__PASSAGE GIVEN__
================================
Pigwalk is the second full-length studio album by rap metal group Stuck Mojo. This album is considered to be a milestone in the rap metal genre. Stuck Mojo performed "(Here Comes) The Monster" and "Mental Meltdown" on MTV's 1996 Headbangers Ball. A music video for "Pigwalk" was also made. Despite this, the album found little mainstream success, much like the previous album, Snappin Necks. In 2006, the album was reissued, adding almost the entire Violated EP (minus the live version of "F.O.D."), the demo "Hate Must Be A Gift", and two covers of Iron Maiden's "Wrathchild" and Mötley Crüe's "Shout at the Devil" (all three of which were previously released on the Violate This compilation).
================================
__GIVEN MATERIAL__
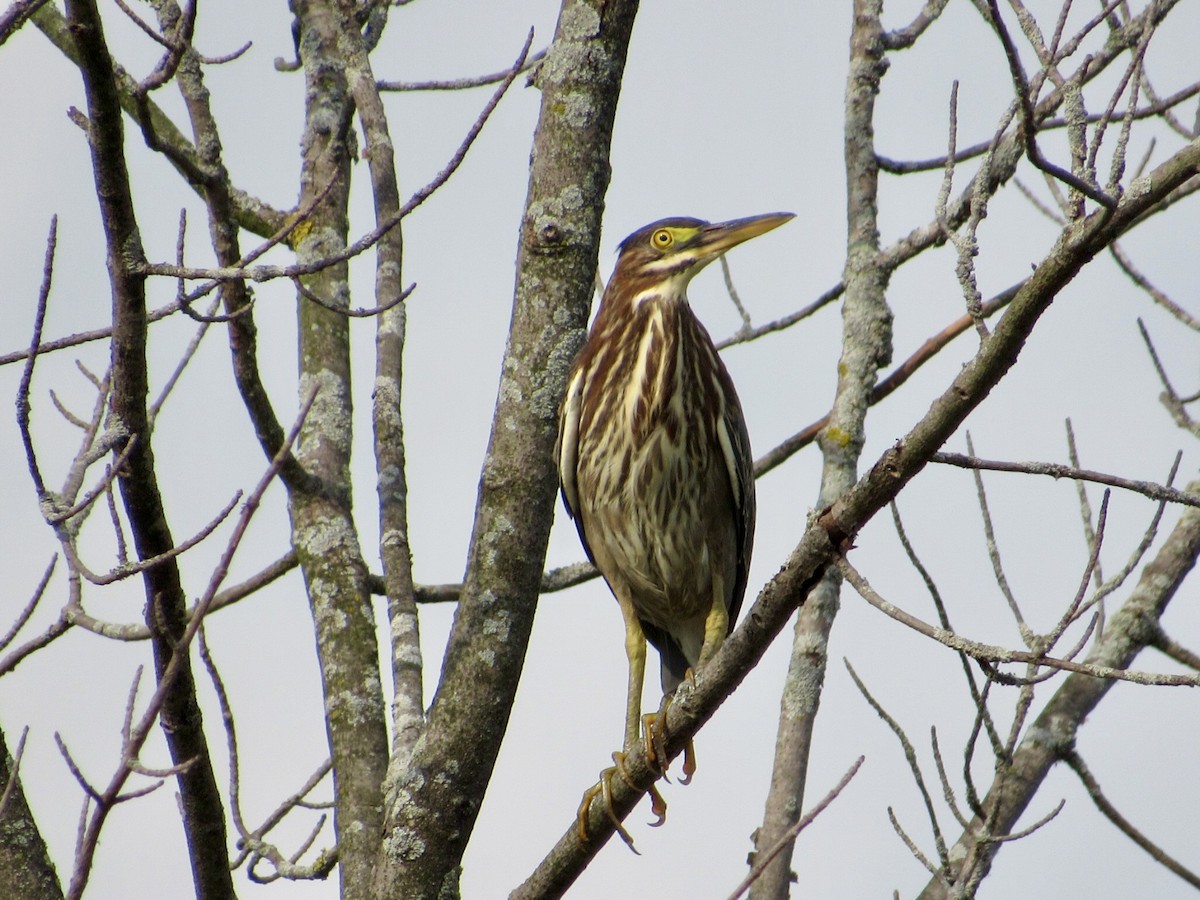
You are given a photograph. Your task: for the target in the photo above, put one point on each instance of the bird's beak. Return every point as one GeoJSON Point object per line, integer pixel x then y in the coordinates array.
================================
__REQUIREMENT 1__
Translate this sentence from the Pigwalk passage into Spanish: "This album is considered to be a milestone in the rap metal genre."
__REQUIREMENT 2__
Repeat the part of the Pigwalk passage starting with "Pigwalk is the" and going on through "Violate This compilation).".
__REQUIREMENT 3__
According to the Pigwalk passage, on what program did Stuck Mojo perform "(Here Comes) The Monster" and "Mental Meltdown"?

__CORRECT ANSWER 1__
Este álbum se considera un hito en el género del rap metal.

__CORRECT ANSWER 2__
Pigwalk is the second full-length studio album by rap metal group Stuck Mojo. This album is considered to be a milestone in the rap metal genre. Stuck Mojo performed "(Here Comes) The Monster" and "Mental Meltdown" on MTV's 1996 Headbangers Ball. A music video for "Pigwalk" was also made. Despite this, the album found little mainstream success, much like the previous album, Snappin Necks. In 2006, the album was reissued, adding almost the entire Violated EP (minus the live version of "F.O.D."), the demo "Hate Must Be A Gift", and two covers of Iron Maiden's "Wrathchild" and Mötley Crüe's "Shout at the Devil" (all three of which were previously released on the Violate This compilation).

__CORRECT ANSWER 3__
MTV's 1996 Headbangers Ball.